------ Excerpted data ------

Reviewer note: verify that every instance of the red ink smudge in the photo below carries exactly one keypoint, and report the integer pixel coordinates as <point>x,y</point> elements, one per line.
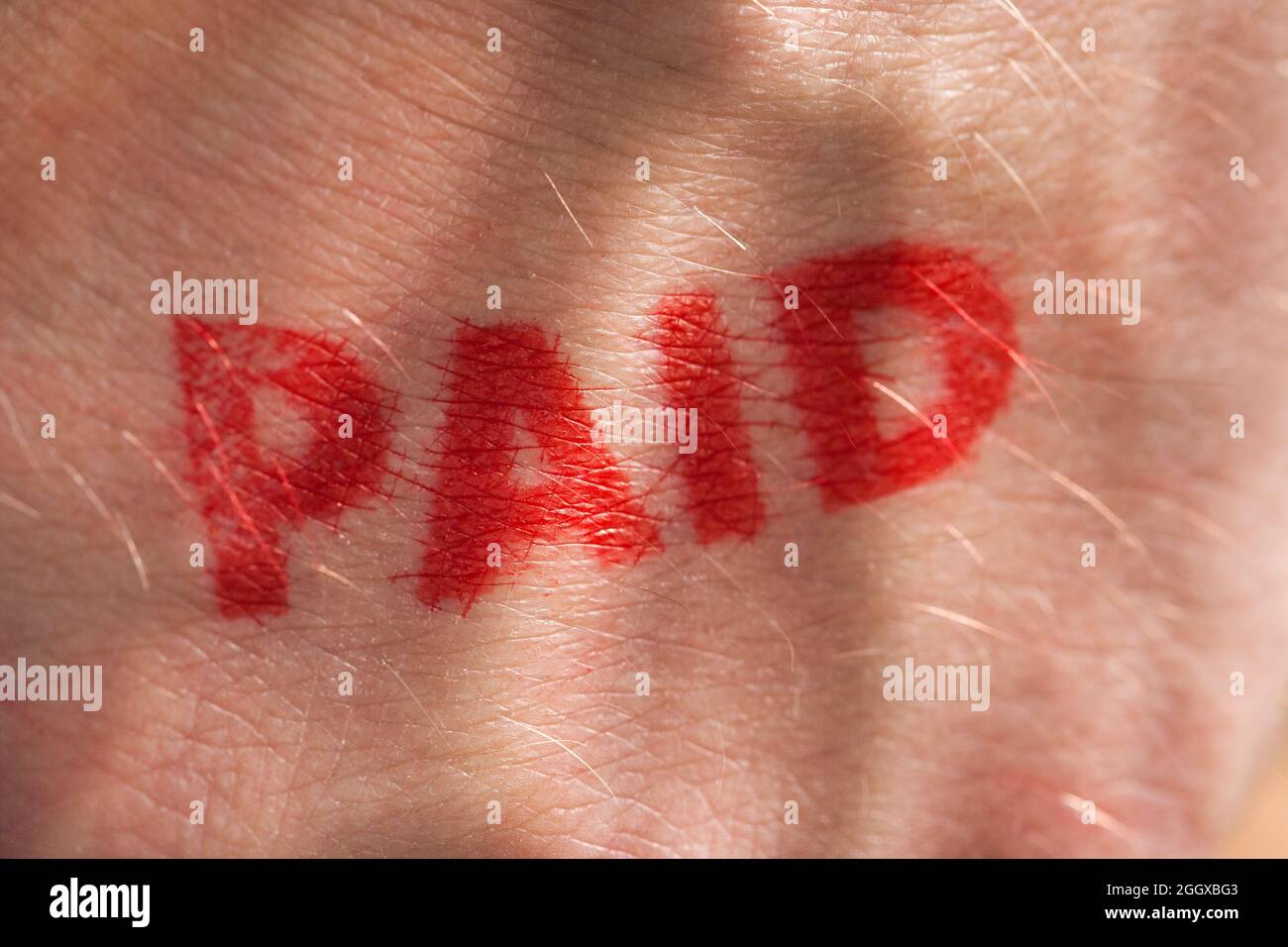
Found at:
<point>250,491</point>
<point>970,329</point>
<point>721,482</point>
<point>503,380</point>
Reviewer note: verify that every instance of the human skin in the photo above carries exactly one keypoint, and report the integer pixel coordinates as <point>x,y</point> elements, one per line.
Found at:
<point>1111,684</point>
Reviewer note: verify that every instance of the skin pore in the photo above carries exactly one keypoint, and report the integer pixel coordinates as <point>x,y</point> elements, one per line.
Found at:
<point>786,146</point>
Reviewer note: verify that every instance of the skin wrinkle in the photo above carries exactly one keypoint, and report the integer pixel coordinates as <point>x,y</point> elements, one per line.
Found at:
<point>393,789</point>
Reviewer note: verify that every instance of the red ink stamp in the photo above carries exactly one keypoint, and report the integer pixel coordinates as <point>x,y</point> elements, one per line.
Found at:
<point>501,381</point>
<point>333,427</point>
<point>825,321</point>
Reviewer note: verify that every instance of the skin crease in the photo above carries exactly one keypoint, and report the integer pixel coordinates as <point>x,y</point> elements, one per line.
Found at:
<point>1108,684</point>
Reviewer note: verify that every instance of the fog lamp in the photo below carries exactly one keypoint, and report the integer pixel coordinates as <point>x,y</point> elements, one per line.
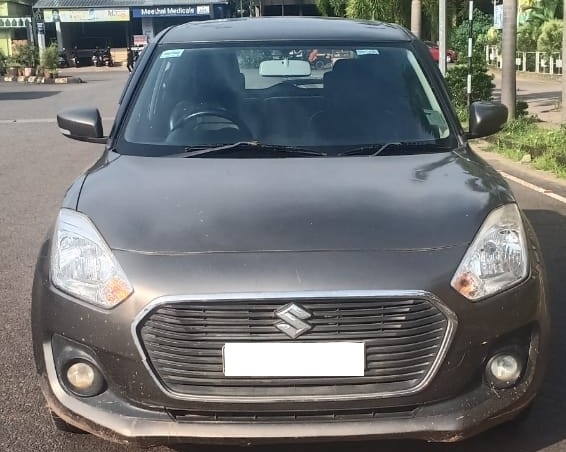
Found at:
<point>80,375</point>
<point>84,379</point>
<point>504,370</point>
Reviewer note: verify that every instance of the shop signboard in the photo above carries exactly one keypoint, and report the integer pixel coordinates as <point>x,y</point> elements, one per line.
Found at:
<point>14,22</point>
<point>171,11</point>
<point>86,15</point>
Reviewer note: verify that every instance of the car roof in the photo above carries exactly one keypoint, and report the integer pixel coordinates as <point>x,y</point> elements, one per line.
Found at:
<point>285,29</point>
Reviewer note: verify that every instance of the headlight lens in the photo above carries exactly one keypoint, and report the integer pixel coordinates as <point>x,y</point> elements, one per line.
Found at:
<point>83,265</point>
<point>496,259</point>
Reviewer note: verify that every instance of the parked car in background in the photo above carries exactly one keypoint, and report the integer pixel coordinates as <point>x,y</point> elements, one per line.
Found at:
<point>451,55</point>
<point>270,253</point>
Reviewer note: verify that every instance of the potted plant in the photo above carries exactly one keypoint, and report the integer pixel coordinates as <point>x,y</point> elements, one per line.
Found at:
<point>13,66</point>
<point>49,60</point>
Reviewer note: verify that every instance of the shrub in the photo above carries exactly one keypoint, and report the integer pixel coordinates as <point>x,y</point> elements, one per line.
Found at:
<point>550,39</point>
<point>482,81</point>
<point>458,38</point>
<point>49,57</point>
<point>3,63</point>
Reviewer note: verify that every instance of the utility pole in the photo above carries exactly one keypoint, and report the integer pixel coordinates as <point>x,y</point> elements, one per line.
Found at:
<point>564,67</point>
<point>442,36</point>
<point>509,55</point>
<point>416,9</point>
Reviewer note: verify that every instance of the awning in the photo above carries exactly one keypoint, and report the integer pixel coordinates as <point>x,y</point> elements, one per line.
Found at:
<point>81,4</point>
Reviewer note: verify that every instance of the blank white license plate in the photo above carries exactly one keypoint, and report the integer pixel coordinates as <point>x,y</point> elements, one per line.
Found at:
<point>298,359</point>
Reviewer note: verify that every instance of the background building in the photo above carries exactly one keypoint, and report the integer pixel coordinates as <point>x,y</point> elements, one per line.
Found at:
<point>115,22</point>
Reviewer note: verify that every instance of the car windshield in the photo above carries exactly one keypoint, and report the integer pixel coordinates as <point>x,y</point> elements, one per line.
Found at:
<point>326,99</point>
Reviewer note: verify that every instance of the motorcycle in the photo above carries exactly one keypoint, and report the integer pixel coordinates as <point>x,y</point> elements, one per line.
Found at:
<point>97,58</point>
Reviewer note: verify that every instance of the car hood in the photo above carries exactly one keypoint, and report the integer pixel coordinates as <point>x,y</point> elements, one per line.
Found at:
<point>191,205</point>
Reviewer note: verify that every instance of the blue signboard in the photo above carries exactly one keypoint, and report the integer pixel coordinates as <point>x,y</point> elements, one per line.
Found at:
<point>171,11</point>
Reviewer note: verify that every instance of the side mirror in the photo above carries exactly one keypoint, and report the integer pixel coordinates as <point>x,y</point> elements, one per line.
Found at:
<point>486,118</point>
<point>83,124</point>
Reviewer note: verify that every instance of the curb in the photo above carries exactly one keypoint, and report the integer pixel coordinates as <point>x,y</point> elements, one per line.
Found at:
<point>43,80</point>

------

» **What this task involves**: Can you reproduce the part of the records that opens with the line containing "Reviewer note: verify that every instance of the car hood" and closes at the end of the records, requests included, with every point coordinate in the answers raised by 131?

» **Correct response**:
Reviewer note: verify that every instance of the car hood in the photo above carries exactly one keypoint, and report the integer pixel coordinates as <point>x,y</point> elements, one per line.
Found at:
<point>322,336</point>
Reviewer note: verify that every instance of the blue signboard in the photo above carries exactly one keypoint, and report the integer pixel coordinates as <point>x,y</point> elements, one per line.
Found at:
<point>302,142</point>
Reviewer note: verify that every instance of the side mirror in the photo above carries exactly one keypoint, and report the integer pixel coordinates as <point>x,y</point> elements, one per line.
Found at:
<point>617,249</point>
<point>214,255</point>
Reviewer note: verify that every instance of the curb in the photo above carries exactly one keypoint, and report the integer pixel coordinates as <point>x,y</point> elements, one per line.
Found at:
<point>174,211</point>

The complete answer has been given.